# Problem requirements
Each entry below should be restated word for word, without any picture it contains.

══════════════════════════════

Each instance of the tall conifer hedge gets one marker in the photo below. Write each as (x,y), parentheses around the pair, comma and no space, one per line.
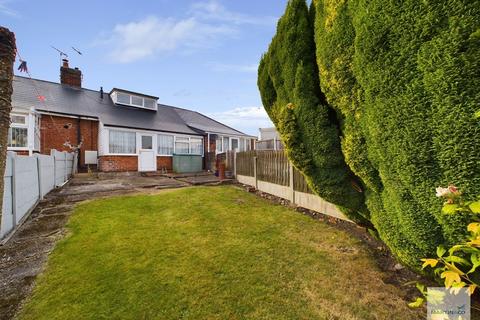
(290,90)
(404,81)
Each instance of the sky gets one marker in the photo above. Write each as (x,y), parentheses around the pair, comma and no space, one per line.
(200,55)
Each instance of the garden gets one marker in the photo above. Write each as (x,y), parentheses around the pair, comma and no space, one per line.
(208,253)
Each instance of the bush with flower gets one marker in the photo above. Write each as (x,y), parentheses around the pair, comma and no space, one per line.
(459,266)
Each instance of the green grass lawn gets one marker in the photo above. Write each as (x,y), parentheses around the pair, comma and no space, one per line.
(208,253)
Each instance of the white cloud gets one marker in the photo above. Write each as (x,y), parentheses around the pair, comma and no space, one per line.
(6,10)
(137,40)
(213,10)
(205,24)
(246,119)
(223,67)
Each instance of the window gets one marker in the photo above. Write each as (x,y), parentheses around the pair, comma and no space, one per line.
(242,145)
(122,142)
(134,100)
(18,132)
(225,144)
(147,142)
(137,101)
(196,145)
(165,145)
(234,144)
(218,144)
(182,145)
(17,137)
(123,98)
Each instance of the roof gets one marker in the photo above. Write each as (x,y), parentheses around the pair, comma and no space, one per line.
(132,92)
(62,99)
(199,121)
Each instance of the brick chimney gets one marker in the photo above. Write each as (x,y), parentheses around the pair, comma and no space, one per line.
(69,76)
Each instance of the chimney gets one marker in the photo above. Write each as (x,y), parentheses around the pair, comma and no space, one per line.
(69,76)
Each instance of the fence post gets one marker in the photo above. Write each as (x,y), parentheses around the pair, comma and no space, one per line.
(13,155)
(235,163)
(255,172)
(292,181)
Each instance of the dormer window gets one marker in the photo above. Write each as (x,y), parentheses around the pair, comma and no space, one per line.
(132,99)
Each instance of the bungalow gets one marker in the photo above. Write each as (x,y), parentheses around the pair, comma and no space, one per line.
(119,131)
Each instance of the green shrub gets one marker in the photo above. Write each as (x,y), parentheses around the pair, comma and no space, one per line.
(288,82)
(404,81)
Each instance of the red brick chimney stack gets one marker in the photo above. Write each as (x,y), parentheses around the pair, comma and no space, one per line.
(69,76)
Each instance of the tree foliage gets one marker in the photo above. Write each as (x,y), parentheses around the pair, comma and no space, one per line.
(290,90)
(403,79)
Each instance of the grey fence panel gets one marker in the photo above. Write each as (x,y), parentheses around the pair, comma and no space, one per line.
(60,167)
(29,179)
(25,186)
(8,220)
(46,173)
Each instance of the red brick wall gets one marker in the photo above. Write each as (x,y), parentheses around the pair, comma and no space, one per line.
(166,162)
(56,131)
(118,163)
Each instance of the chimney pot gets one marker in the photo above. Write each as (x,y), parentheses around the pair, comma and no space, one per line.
(70,76)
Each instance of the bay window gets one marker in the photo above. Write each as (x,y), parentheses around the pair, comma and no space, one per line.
(122,142)
(165,145)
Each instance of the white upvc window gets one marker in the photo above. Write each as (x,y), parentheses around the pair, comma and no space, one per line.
(188,145)
(134,100)
(18,132)
(165,145)
(196,146)
(122,142)
(182,145)
(219,144)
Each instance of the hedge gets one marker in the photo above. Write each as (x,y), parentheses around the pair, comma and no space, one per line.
(290,90)
(403,79)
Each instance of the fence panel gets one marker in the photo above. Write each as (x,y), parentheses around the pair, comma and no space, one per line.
(299,182)
(26,180)
(8,220)
(245,165)
(272,166)
(46,173)
(69,165)
(60,167)
(26,187)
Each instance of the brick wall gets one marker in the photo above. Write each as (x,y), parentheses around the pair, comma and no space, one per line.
(118,163)
(56,131)
(166,162)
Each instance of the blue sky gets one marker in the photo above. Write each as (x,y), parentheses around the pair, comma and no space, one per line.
(200,55)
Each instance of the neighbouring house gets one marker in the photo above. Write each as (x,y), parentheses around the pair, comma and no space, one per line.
(269,140)
(118,131)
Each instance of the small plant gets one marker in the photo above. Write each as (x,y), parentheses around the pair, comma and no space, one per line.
(456,266)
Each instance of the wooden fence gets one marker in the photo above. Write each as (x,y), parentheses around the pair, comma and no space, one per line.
(270,172)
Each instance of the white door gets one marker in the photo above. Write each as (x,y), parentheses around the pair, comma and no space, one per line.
(147,157)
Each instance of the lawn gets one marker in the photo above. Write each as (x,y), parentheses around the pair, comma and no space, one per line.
(208,253)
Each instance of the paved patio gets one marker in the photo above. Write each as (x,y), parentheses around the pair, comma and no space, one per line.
(23,256)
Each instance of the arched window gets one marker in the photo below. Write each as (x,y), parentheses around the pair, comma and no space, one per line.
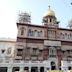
(22,31)
(50,20)
(30,32)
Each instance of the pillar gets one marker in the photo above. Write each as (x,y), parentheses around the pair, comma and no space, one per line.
(38,69)
(29,69)
(9,69)
(21,69)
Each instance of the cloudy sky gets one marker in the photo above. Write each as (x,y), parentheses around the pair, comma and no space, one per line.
(9,10)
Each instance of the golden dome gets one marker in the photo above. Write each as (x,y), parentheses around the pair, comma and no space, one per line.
(49,13)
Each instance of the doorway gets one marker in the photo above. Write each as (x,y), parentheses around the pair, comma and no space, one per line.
(53,66)
(3,69)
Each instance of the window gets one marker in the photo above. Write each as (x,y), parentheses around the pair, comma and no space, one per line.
(52,52)
(39,33)
(19,52)
(3,51)
(50,20)
(22,31)
(30,33)
(9,51)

══════════════════════════════

# Answer to the exercise
Each instance of the tall conifer hedge gets one marker in the photo below. Write each as (x,y), parentheses around the pair, comma and no space, one per line.
(290,90)
(404,81)
Each instance of the sky gets one marker in the photo above. Write each as (x,y), parentheses around the pair, comma and no space, one per line.
(200,55)
Each instance of the garden gets one marker in the photo above. Write each as (x,y), parentheses around the pair, comma and no space, one per line.
(208,253)
Each instance of the bush with flower gets one marker in the photo above. Write each as (x,y), parentheses around the pair, comma and no space, one per line.
(459,266)
Each instance of the green grass lawn gets one marker in the photo above. Write each as (x,y), parentheses around the pair, comma and no space, one per line.
(208,253)
Each instance of the white cloud gets one marker in the photo above. Write each as (x,y), parentheses around the pair, comma and no space, one per line.
(6,10)
(137,40)
(213,10)
(205,24)
(246,119)
(223,67)
Each instance of the window gets one marker in the photo above. Write each as (x,y), parentheses around the pair, comma and no space, one per line.
(242,145)
(122,142)
(134,100)
(18,132)
(225,144)
(147,142)
(137,101)
(196,145)
(165,145)
(234,144)
(218,144)
(182,145)
(17,137)
(123,98)
Each instance of the roof gets one marker in the photo above. Write each as (x,y), parentheses around the pair, comma and no space, one per line.
(132,92)
(62,99)
(199,121)
Each instance of the brick chimney gets one marker in the photo above. Write each as (x,y), parentheses around the pair, comma and no space, one per line.
(69,76)
Each instance of the chimney gets one marker in the photo above. Write each as (x,y), parentheses around the pair, comma and no space, one per line.
(69,76)
Each instance of the fence post gets one marker in the photo above. Write each as (x,y), parentheses around the pair, comma and no space, one per line.
(13,155)
(235,163)
(255,172)
(292,181)
Each instance of the dormer window gets one marker in the photo above. Write each as (x,y), parentheses around the pair, comma and no space, one per line.
(132,99)
Each instance of the bungalow gets one marker in the photo above. Write each as (x,y), parentheses around the pair, comma and no space, one per line.
(119,131)
Each instance of the green shrub gets one marker in the photo above. Write each as (x,y), parentheses around the pair, comma and no space, one per line.
(288,82)
(404,81)
Each instance of the red brick chimney stack gets one marker in the photo above. Write each as (x,y), parentheses around the pair, comma and no space, one per line.
(69,76)
Each instance of the tree foliage gets one marker in the photo above. Write each as (x,y), parentheses around the pair, comma and no space, one per line.
(290,90)
(403,79)
Each instance of the grey fence panel gets one marker in the photo above. Write each as (x,y), parentheses around the pair, comma and no space, one per line.
(60,167)
(29,179)
(25,186)
(8,220)
(46,173)
Each instance of the red brick wall gets one marker in the photo above. Write each as (x,y), parentheses around the pair, comma and no space, one per line.
(166,162)
(56,131)
(118,163)
Each instance of the chimney pot gets one marker in the photo above. Write each as (x,y), parentheses around the pair, comma and no space, one per line.
(70,76)
Each instance of the bay window gets one marker in the photo above. Write each as (x,y), parentheses around the pair, comma and no space, one per line.
(122,142)
(165,145)
Each instance of the white upvc window gets one marker in the photo above. Write each as (x,y), parentheses around the pair, comma and no space, one per line.
(188,145)
(134,100)
(18,132)
(165,145)
(196,146)
(122,142)
(182,145)
(219,144)
Each instance of the hedge gets one marker in the photo above. Write each as (x,y), parentheses around the pair, comma and no space, one per line.
(290,90)
(403,79)
Each instance of the fence panel gets one marker in the photo above. Write each as (x,y), parentheses around the pair, comma and no space, one per line.
(299,182)
(26,180)
(8,220)
(245,165)
(272,166)
(46,173)
(69,165)
(60,167)
(26,187)
Each instance of the brick wall gets one marker in the photo above. Write each as (x,y), parentheses around the pair, comma and no space, one per line.
(118,163)
(56,131)
(166,162)
Each instance of the blue sky gets one marker in the photo above. Write each as (x,y), parentheses around the pair, comma and no space, one per line.
(200,55)
Each instance of the neighbouring house gets one marker in the photo above. Write each as (x,y), parentheses around the pair, comma and no space, one per line.
(269,140)
(118,131)
Each instance of the small plant gets one marker in the photo above. Write each as (x,y), parentheses around the pair, comma and no space, one per line.
(456,266)
Each instance of the wooden fence gets one marker in the photo above. Write each as (x,y), parentheses around the pair, comma and no space, one per line.
(270,172)
Each instance of the white door gets one marker in the photo above. Write each as (x,y), parentheses around the pair, comma and no space, one per line.
(147,157)
Each instance of the lawn gets one marker in the photo above. Write each as (x,y), parentheses around the pair, comma and no space, one per line.
(208,253)
Each instance of the paved patio gets one marker in the photo above. Write each as (x,y), parentheses around the pair, comma and no space, one per line.
(23,256)
Each instance of the arched window gets one marker in the photo below. Write each as (x,y), parentheses around the pair, comma and no space, one per line.
(22,31)
(50,20)
(30,32)
Each instance of the pillar gets one marker in the photo above. Write each as (x,y), parentheses around the pair, comma and no space, one per line.
(38,69)
(29,69)
(9,69)
(21,69)
Each instance of the cloudy sky gets one marker in the photo above. Write each as (x,y), parentheses around the pair, comma and no space, one per line.
(9,10)
Each instance of the golden dome gets one marker in the photo above. Write each as (x,y), parentheses around the pair, comma and no space, one per line.
(49,13)
Each instance of the doorway gets one marker in the photo above. Write each as (x,y), parentheses around the pair, comma and no space, one per line.
(53,66)
(3,69)
Each instance of the window gets one marker in the photo above. Write each as (x,y), parentheses around the pair, comma and no space, one per line.
(52,52)
(39,33)
(19,52)
(3,51)
(50,20)
(22,31)
(30,33)
(9,51)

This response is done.